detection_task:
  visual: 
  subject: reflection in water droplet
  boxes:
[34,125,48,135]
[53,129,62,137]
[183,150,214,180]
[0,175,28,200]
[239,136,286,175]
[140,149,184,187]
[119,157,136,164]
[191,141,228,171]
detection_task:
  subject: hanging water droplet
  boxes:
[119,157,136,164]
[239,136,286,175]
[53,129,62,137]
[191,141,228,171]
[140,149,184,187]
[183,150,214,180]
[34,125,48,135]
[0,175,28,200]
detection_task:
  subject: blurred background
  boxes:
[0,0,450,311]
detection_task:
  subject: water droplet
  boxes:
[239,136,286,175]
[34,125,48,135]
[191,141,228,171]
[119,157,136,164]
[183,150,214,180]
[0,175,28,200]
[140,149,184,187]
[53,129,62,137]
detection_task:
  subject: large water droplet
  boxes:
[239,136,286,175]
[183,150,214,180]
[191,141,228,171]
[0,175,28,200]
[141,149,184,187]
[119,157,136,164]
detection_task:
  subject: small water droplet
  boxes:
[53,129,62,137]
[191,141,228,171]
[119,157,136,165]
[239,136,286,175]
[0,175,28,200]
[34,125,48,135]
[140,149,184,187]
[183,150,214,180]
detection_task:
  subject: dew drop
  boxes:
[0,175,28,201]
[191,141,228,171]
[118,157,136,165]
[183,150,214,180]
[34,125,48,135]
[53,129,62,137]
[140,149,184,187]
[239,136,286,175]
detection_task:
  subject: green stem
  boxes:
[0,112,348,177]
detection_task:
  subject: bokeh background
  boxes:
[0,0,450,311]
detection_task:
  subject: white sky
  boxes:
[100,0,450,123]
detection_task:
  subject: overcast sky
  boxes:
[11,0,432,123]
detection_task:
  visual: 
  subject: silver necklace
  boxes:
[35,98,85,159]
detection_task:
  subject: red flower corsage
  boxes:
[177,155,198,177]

○ ○ ○ ○ ○

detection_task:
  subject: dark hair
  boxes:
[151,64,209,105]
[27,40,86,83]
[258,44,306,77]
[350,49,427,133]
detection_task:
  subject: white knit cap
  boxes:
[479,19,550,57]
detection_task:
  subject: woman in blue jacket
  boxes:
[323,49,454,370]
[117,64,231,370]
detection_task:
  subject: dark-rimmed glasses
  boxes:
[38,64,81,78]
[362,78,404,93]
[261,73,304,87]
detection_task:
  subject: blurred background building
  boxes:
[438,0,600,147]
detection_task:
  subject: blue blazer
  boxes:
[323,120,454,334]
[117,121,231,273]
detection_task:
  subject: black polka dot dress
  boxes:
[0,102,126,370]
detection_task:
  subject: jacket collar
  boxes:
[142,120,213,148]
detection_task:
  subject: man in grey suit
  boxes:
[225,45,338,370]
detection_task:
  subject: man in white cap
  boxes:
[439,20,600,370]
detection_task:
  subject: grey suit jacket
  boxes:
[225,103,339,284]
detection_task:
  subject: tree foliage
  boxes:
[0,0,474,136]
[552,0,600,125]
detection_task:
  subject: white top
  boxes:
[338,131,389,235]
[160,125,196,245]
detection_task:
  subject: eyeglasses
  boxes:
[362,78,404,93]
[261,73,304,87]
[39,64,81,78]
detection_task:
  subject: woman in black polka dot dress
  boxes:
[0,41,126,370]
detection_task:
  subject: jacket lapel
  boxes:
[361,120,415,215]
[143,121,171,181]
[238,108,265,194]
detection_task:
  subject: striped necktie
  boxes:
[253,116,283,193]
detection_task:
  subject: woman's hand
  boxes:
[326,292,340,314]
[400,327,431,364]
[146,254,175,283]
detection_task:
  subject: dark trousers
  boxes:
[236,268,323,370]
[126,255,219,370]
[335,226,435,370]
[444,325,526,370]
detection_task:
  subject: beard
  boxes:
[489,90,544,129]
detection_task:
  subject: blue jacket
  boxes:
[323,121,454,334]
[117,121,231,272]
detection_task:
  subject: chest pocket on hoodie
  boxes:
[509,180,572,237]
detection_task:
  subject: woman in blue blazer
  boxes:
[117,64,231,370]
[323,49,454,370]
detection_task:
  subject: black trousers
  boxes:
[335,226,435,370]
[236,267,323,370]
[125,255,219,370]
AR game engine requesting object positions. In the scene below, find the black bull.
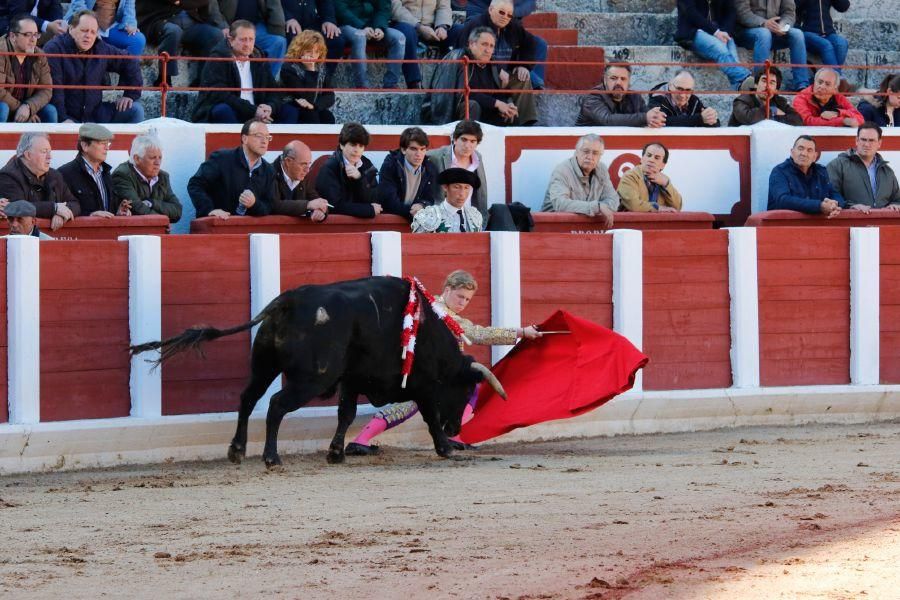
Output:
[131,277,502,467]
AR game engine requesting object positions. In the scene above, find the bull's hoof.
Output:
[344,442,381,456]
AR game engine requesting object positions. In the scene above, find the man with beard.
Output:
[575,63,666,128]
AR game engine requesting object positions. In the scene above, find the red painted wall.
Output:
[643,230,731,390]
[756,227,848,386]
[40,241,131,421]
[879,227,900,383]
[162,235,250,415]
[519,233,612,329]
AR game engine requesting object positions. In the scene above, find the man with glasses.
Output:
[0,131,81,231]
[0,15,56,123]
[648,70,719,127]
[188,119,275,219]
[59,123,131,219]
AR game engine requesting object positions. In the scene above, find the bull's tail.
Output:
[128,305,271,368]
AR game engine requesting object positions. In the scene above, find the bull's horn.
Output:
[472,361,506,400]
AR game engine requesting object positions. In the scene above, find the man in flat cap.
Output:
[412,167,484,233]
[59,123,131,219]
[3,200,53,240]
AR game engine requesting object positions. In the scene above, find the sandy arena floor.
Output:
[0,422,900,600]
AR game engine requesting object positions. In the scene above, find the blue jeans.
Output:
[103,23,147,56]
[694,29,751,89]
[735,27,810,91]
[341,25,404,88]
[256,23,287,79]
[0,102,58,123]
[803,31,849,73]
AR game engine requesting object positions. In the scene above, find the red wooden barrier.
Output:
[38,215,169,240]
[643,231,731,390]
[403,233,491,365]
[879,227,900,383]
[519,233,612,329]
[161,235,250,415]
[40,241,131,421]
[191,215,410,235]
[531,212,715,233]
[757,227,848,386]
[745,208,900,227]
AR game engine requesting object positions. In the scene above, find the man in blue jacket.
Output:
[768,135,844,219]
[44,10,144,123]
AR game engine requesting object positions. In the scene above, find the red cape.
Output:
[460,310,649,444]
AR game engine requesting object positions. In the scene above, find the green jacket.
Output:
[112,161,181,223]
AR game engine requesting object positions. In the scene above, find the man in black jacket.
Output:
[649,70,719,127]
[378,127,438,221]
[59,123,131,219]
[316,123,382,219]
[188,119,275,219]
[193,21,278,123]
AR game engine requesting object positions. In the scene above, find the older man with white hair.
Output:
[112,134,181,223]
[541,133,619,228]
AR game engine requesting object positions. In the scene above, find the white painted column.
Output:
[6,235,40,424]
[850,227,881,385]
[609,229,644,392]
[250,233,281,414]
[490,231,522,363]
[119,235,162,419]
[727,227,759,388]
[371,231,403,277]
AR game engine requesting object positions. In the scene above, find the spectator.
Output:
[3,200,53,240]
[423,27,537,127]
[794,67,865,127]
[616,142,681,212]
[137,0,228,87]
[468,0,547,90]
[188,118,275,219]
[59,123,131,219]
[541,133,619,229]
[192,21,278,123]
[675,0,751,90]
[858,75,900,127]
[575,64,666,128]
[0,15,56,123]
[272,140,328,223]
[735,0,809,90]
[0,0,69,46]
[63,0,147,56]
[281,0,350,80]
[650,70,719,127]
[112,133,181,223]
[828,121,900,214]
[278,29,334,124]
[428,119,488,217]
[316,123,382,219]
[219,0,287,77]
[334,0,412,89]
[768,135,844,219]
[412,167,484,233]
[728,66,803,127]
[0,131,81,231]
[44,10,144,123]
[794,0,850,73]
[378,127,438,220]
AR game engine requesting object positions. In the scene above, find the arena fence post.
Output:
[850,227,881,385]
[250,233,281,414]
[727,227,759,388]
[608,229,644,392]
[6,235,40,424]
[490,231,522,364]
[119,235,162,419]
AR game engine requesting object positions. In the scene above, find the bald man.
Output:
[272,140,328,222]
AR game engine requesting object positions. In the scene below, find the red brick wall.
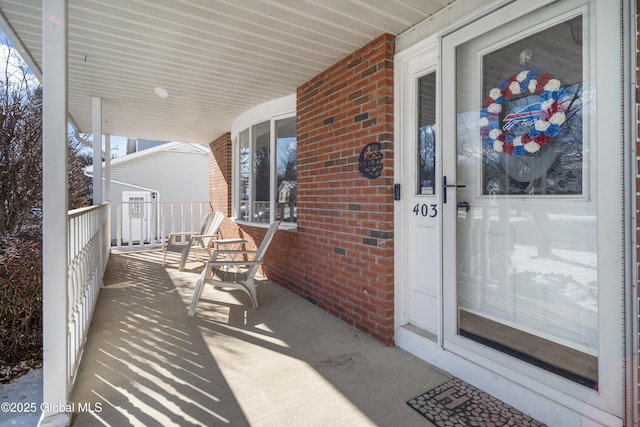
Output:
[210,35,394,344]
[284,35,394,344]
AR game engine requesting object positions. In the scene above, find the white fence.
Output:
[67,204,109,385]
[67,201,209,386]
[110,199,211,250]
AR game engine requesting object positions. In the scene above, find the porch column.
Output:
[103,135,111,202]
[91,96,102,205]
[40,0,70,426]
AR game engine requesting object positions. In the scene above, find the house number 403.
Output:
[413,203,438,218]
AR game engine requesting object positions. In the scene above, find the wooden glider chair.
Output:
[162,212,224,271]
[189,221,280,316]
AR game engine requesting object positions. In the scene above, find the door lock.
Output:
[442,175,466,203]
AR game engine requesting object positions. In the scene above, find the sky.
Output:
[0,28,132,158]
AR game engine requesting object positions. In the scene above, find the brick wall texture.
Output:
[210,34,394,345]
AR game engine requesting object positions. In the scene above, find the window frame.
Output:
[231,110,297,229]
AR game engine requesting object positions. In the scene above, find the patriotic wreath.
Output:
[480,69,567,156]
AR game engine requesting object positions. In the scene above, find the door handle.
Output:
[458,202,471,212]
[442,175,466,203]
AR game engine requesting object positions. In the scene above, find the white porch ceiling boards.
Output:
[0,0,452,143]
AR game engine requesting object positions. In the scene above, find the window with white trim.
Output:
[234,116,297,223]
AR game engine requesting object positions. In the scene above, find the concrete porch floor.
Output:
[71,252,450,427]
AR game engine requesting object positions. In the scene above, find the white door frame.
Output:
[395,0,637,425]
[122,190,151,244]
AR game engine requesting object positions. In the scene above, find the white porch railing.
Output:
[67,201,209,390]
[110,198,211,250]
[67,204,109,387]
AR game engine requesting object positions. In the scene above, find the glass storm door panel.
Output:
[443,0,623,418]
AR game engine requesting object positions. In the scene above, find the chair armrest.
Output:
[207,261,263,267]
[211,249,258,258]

○ ○ ○ ○ ○

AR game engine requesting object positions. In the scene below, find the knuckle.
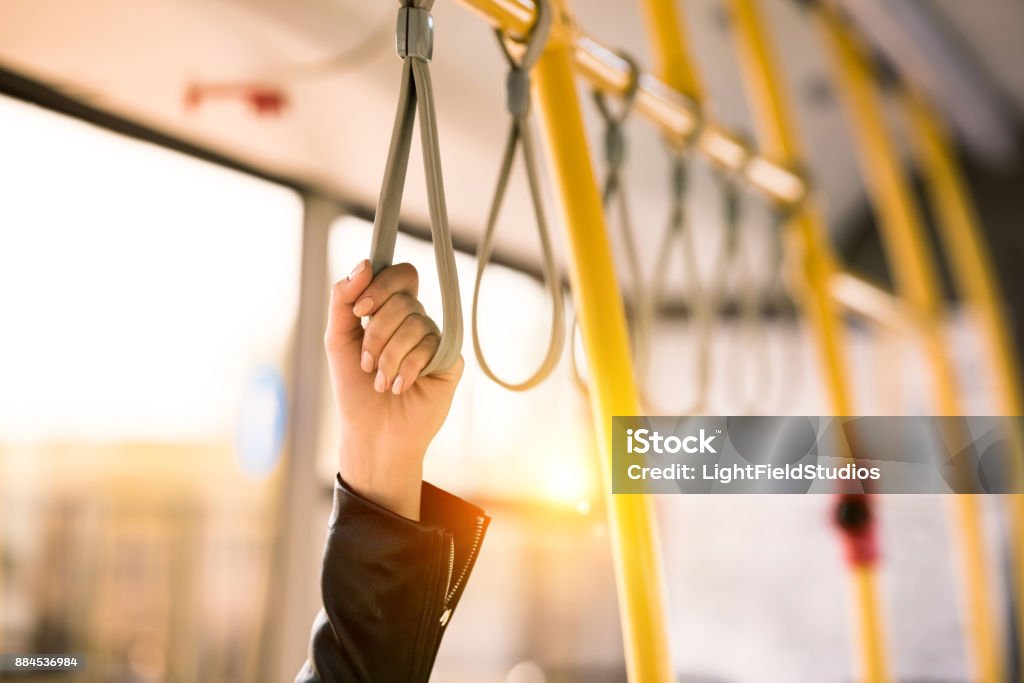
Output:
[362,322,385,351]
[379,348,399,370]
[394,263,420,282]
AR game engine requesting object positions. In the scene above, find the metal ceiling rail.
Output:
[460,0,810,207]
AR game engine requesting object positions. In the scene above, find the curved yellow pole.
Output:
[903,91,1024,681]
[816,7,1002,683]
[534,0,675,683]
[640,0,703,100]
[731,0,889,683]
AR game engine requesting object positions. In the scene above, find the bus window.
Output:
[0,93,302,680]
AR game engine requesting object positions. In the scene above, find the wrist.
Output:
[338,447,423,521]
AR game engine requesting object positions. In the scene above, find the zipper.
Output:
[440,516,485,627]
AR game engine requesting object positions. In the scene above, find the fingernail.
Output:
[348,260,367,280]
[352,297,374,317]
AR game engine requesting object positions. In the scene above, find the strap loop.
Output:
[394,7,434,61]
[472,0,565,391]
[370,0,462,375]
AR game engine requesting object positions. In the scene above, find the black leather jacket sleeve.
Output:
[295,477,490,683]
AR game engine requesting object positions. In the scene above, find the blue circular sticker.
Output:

○ ○ ○ ○ ○

→ WHAT YOU HAVE TO DO: Report how many lines of the records contain the string "wall", with case counting, and give only the number.

→ RESPONSE TO THIS TASK: 3